(Coordinate labeling data)
***
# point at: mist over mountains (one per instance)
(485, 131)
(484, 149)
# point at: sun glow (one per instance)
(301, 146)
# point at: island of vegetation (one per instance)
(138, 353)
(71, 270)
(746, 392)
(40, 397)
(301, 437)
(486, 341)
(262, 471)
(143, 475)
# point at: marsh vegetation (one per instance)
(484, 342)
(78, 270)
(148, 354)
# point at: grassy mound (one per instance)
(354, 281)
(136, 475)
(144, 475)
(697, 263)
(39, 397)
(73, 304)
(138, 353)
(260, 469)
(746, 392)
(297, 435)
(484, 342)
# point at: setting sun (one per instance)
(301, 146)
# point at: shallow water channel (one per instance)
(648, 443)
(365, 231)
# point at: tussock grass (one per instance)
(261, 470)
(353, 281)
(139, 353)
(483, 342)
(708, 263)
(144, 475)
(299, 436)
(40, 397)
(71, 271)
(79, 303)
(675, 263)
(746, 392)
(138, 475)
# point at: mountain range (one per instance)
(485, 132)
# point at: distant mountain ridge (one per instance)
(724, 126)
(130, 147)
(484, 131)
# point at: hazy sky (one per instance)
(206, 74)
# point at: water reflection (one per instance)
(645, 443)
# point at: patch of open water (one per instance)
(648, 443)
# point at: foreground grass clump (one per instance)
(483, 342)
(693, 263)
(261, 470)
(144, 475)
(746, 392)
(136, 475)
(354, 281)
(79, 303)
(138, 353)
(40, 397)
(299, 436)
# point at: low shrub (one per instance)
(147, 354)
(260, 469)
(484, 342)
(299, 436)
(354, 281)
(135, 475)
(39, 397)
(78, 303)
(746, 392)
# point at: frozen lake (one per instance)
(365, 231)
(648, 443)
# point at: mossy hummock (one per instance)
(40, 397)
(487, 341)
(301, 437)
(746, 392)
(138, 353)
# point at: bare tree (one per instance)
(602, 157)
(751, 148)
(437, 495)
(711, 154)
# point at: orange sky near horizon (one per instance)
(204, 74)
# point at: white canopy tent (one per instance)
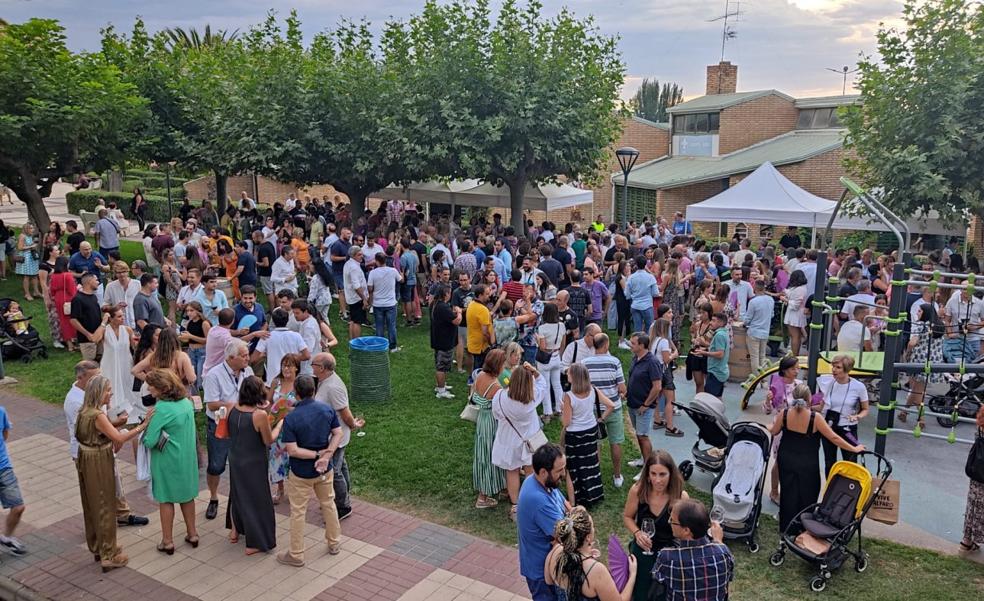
(475, 193)
(766, 197)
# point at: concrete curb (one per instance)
(11, 590)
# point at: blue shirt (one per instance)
(538, 513)
(758, 316)
(79, 264)
(309, 425)
(5, 458)
(641, 288)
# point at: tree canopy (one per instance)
(59, 111)
(918, 132)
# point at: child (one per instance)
(15, 318)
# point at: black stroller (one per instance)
(707, 411)
(738, 488)
(828, 527)
(25, 345)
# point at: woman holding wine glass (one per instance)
(647, 515)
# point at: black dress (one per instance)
(799, 470)
(250, 504)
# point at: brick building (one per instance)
(714, 141)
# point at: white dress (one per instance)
(116, 365)
(508, 450)
(796, 299)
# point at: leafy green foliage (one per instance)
(918, 132)
(651, 100)
(59, 111)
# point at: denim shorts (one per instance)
(10, 495)
(642, 424)
(218, 449)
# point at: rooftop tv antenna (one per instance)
(728, 32)
(845, 71)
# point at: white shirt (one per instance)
(332, 390)
(73, 404)
(115, 295)
(280, 342)
(310, 332)
(353, 279)
(283, 276)
(383, 281)
(852, 336)
(221, 384)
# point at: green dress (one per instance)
(174, 469)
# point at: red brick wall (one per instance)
(722, 78)
(651, 142)
(755, 121)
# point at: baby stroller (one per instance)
(821, 533)
(25, 345)
(738, 488)
(707, 411)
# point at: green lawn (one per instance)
(416, 457)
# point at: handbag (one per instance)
(602, 426)
(975, 459)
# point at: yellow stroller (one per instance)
(821, 533)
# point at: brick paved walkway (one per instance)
(386, 555)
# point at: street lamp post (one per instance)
(627, 157)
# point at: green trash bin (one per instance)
(369, 368)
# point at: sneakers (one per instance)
(12, 545)
(289, 560)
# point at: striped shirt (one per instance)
(605, 373)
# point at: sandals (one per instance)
(169, 549)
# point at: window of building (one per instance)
(823, 118)
(697, 124)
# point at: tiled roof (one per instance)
(672, 172)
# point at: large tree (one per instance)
(59, 112)
(525, 99)
(918, 131)
(651, 100)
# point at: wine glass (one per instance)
(649, 529)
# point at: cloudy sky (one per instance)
(783, 44)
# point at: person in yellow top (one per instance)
(478, 321)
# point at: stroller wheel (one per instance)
(861, 563)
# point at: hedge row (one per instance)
(86, 200)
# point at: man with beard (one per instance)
(541, 506)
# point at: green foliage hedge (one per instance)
(86, 200)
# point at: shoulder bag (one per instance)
(975, 459)
(533, 442)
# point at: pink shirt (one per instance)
(215, 342)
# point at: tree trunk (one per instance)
(221, 180)
(517, 190)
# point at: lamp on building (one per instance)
(627, 157)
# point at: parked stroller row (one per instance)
(738, 456)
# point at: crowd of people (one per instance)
(525, 315)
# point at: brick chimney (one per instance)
(722, 78)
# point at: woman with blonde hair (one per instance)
(647, 514)
(98, 442)
(583, 408)
(515, 410)
(572, 566)
(487, 479)
(174, 458)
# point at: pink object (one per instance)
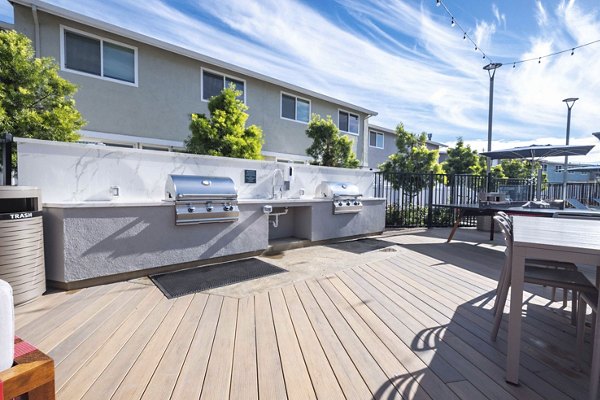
***
■ AIM OF THE EXERCISE:
Rewrite all the records above with "point at" changed to "mark" everywhere and everything else kept the same. Omit the pictures from your answer.

■ SOLUTION TO THE PROBLEM:
# mark: mist over mountains (one per instance)
(485, 131)
(484, 149)
# mark: sun glow (one per instance)
(301, 146)
# mark: island of vegetation (one per instance)
(138, 353)
(71, 270)
(746, 392)
(40, 397)
(301, 437)
(486, 341)
(262, 471)
(143, 475)
# mark: marsh vegetation (one per instance)
(484, 342)
(78, 270)
(148, 354)
# mark: grassy mound (one per instance)
(354, 281)
(136, 475)
(144, 475)
(697, 263)
(39, 397)
(73, 304)
(138, 353)
(260, 469)
(746, 392)
(297, 435)
(484, 342)
# mark: setting sun (one per instance)
(301, 146)
# mark: shallow water channel (one per instance)
(648, 443)
(365, 231)
# mark: tussock grass (one per instance)
(261, 470)
(353, 281)
(139, 353)
(483, 342)
(708, 263)
(144, 475)
(299, 436)
(40, 397)
(71, 271)
(79, 303)
(675, 263)
(746, 392)
(138, 475)
# mark: mountain range (one per instance)
(485, 132)
# mark: distant mountain ridge (one per instance)
(724, 126)
(130, 147)
(484, 131)
# mark: hazy sky (one per instance)
(206, 74)
# mark: water reflection (one per instance)
(645, 443)
# mark: patch of open water (one per instance)
(648, 443)
# mark: foreground grass clump (one per instance)
(483, 342)
(693, 263)
(261, 470)
(144, 475)
(746, 392)
(136, 475)
(354, 281)
(79, 303)
(138, 353)
(40, 397)
(299, 436)
# mark: low shrub (one per instance)
(147, 354)
(260, 469)
(484, 342)
(299, 436)
(354, 281)
(135, 475)
(39, 397)
(78, 303)
(746, 392)
# mark: frozen lake (one per instance)
(365, 231)
(648, 443)
# mark: mossy hummock (one per instance)
(40, 397)
(487, 341)
(301, 437)
(746, 392)
(138, 353)
# mark: bare tree (one per instance)
(602, 157)
(751, 148)
(437, 495)
(711, 154)
# mark: orange sky near horizon (one per instance)
(204, 74)
# mark: white canopy tent (one per instance)
(475, 193)
(766, 197)
# mark: concrete curb (one per instance)
(11, 590)
# mark: blue shirt (one per instance)
(538, 513)
(758, 316)
(79, 264)
(309, 425)
(5, 458)
(641, 288)
# mark: tree canopy (one per instance)
(59, 111)
(918, 132)
# mark: child (one per instance)
(15, 318)
# mark: black stroller (one per instance)
(707, 411)
(738, 488)
(828, 527)
(25, 345)
# mark: woman holding wine glass (one per instance)
(647, 515)
# mark: black dress (one per instance)
(799, 470)
(250, 504)
# mark: brick building (one per instance)
(714, 141)
# mark: white dress (one per instance)
(116, 365)
(508, 450)
(796, 299)
# mark: leafy green foliage (one per instance)
(918, 132)
(651, 100)
(59, 111)
# mark: denim shorts (one per instance)
(10, 495)
(642, 424)
(218, 449)
# mark: rooftop tv antenna (one per instance)
(728, 32)
(845, 71)
# mark: white shirt (one per instance)
(332, 390)
(73, 404)
(115, 295)
(280, 342)
(310, 332)
(353, 279)
(283, 276)
(383, 281)
(852, 336)
(221, 384)
# mark: green dress (one per instance)
(174, 469)
# mark: red brick wall (one per instance)
(722, 78)
(651, 142)
(755, 121)
# mark: baby stroller (one per instance)
(821, 533)
(25, 345)
(738, 488)
(707, 411)
# mark: green lawn (one per instance)
(416, 457)
# mark: handbag (one per instance)
(602, 426)
(975, 459)
# mark: yellow stroller (one per instance)
(821, 533)
# mark: brick paved walkway (one per instance)
(386, 555)
# mark: street lamp post (one per instance)
(627, 157)
# mark: green trash bin (one per instance)
(369, 368)
# mark: sneakers (one per instance)
(12, 545)
(289, 560)
# mark: striped shirt (one per instance)
(605, 373)
# mark: sandals (one per instance)
(169, 549)
# mark: window of building (one per instance)
(823, 118)
(697, 124)
# mark: tiled roof (one per instance)
(672, 172)
# mark: large tree (one per instance)
(59, 112)
(525, 99)
(918, 131)
(651, 100)
# mark: wine glass (one per instance)
(649, 529)
# mark: cloudy sky (one per instance)
(783, 44)
# mark: person in yellow top (one per instance)
(478, 321)
# mark: stroller wheel (one per instance)
(861, 563)
# mark: hedge row (one per instance)
(86, 200)
# mark: man with beard (one per instance)
(541, 506)
# mark: green foliage hedge (one per instance)
(86, 200)
# mark: shoulder bag (one per instance)
(975, 459)
(533, 442)
# mark: pink shirt (one per instance)
(215, 342)
# mark: tree trunk (one per instance)
(221, 180)
(517, 190)
# mark: lamp on building (one per instance)
(627, 157)
# mark: parked stroller row (one per instance)
(738, 456)
# mark: crowd of people (one per instance)
(525, 315)
# mark: brick chimney (one per instance)
(722, 78)
# mark: woman with blonde hair (one per instance)
(647, 514)
(98, 442)
(583, 408)
(515, 410)
(572, 566)
(487, 479)
(174, 458)
# mark: pink object (one per instance)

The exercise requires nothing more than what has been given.